DATASET EXTRACT:
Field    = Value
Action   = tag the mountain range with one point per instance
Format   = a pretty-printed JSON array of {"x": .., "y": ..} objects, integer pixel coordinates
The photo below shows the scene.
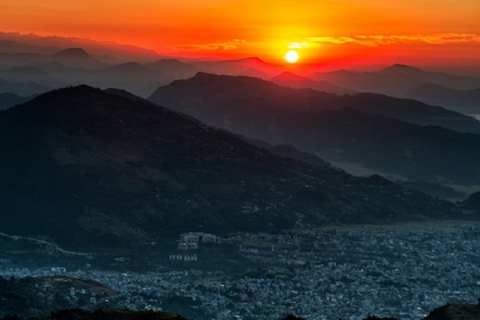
[
  {"x": 84, "y": 167},
  {"x": 395, "y": 137},
  {"x": 457, "y": 93}
]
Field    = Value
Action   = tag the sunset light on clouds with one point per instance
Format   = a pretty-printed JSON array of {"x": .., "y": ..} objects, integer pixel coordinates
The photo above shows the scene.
[{"x": 336, "y": 32}]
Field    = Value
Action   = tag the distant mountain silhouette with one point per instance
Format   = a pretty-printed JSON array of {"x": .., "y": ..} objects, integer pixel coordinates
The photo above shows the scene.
[
  {"x": 102, "y": 51},
  {"x": 357, "y": 129},
  {"x": 247, "y": 66},
  {"x": 295, "y": 81},
  {"x": 23, "y": 89},
  {"x": 86, "y": 167},
  {"x": 31, "y": 74},
  {"x": 9, "y": 99},
  {"x": 465, "y": 101},
  {"x": 75, "y": 58},
  {"x": 455, "y": 312},
  {"x": 133, "y": 77},
  {"x": 396, "y": 81}
]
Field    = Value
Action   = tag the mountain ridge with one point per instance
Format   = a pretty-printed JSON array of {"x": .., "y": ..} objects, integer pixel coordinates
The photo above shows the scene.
[{"x": 108, "y": 170}]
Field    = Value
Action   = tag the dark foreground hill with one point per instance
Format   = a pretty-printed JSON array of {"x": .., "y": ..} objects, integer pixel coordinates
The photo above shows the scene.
[
  {"x": 85, "y": 167},
  {"x": 391, "y": 136},
  {"x": 36, "y": 297},
  {"x": 105, "y": 314},
  {"x": 455, "y": 312}
]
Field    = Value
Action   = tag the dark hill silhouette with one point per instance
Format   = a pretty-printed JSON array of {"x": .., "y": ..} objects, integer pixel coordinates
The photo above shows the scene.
[
  {"x": 292, "y": 80},
  {"x": 455, "y": 312},
  {"x": 75, "y": 58},
  {"x": 86, "y": 167},
  {"x": 133, "y": 77},
  {"x": 173, "y": 67},
  {"x": 31, "y": 74},
  {"x": 23, "y": 89},
  {"x": 357, "y": 129},
  {"x": 397, "y": 80},
  {"x": 9, "y": 99},
  {"x": 250, "y": 66}
]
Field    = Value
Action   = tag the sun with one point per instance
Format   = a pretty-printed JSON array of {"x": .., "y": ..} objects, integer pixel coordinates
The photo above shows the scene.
[{"x": 291, "y": 56}]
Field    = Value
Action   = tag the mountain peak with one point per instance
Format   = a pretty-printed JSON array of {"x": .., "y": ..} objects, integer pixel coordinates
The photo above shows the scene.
[
  {"x": 402, "y": 68},
  {"x": 77, "y": 53}
]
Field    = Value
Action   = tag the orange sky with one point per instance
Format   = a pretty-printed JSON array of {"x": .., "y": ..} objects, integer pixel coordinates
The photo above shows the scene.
[{"x": 329, "y": 31}]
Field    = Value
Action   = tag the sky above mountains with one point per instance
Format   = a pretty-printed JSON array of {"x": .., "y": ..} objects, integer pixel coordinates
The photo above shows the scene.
[{"x": 345, "y": 32}]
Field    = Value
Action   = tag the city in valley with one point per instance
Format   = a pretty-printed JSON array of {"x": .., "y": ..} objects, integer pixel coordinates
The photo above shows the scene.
[{"x": 400, "y": 271}]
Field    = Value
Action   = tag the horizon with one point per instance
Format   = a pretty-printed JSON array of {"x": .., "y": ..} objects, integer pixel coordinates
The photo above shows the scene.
[
  {"x": 302, "y": 68},
  {"x": 340, "y": 35}
]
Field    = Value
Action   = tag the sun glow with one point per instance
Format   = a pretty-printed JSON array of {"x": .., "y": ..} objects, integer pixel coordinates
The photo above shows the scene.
[{"x": 291, "y": 56}]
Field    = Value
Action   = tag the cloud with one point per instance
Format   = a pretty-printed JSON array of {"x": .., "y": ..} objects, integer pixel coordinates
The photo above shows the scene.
[{"x": 378, "y": 40}]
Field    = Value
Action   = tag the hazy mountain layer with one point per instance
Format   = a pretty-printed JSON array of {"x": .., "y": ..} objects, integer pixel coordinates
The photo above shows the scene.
[
  {"x": 466, "y": 101},
  {"x": 357, "y": 129},
  {"x": 86, "y": 167}
]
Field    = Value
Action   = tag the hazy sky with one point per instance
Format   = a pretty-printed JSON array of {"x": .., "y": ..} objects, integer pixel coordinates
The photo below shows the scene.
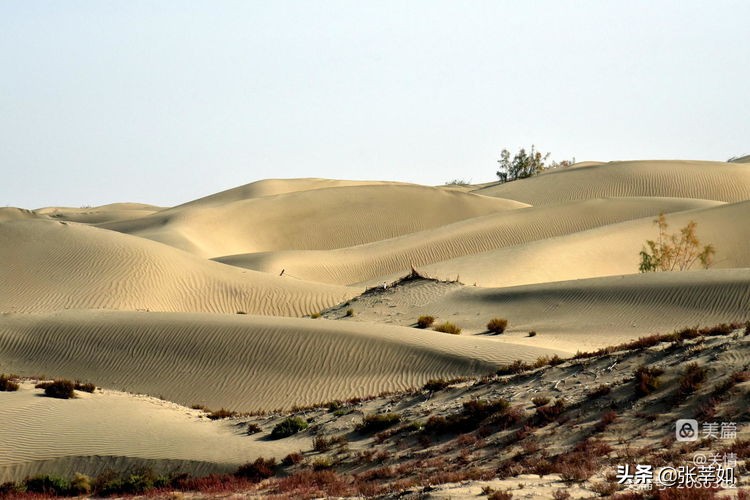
[{"x": 165, "y": 101}]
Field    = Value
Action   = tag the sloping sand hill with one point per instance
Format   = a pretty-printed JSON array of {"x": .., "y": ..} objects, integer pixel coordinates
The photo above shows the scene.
[
  {"x": 50, "y": 265},
  {"x": 312, "y": 219},
  {"x": 571, "y": 315},
  {"x": 605, "y": 251},
  {"x": 110, "y": 430},
  {"x": 387, "y": 259},
  {"x": 683, "y": 179},
  {"x": 241, "y": 362},
  {"x": 105, "y": 213}
]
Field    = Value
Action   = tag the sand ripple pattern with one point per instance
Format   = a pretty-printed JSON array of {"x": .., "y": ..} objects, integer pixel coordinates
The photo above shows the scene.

EXERCISE DIRECTIONS:
All lines in the data that contain the word "dark" should be copied.

RESULT FOR THIS TASK:
Action   = tag the dark foreground hill with one point per instance
Action   = tag the dark hill silhouette with one point per instance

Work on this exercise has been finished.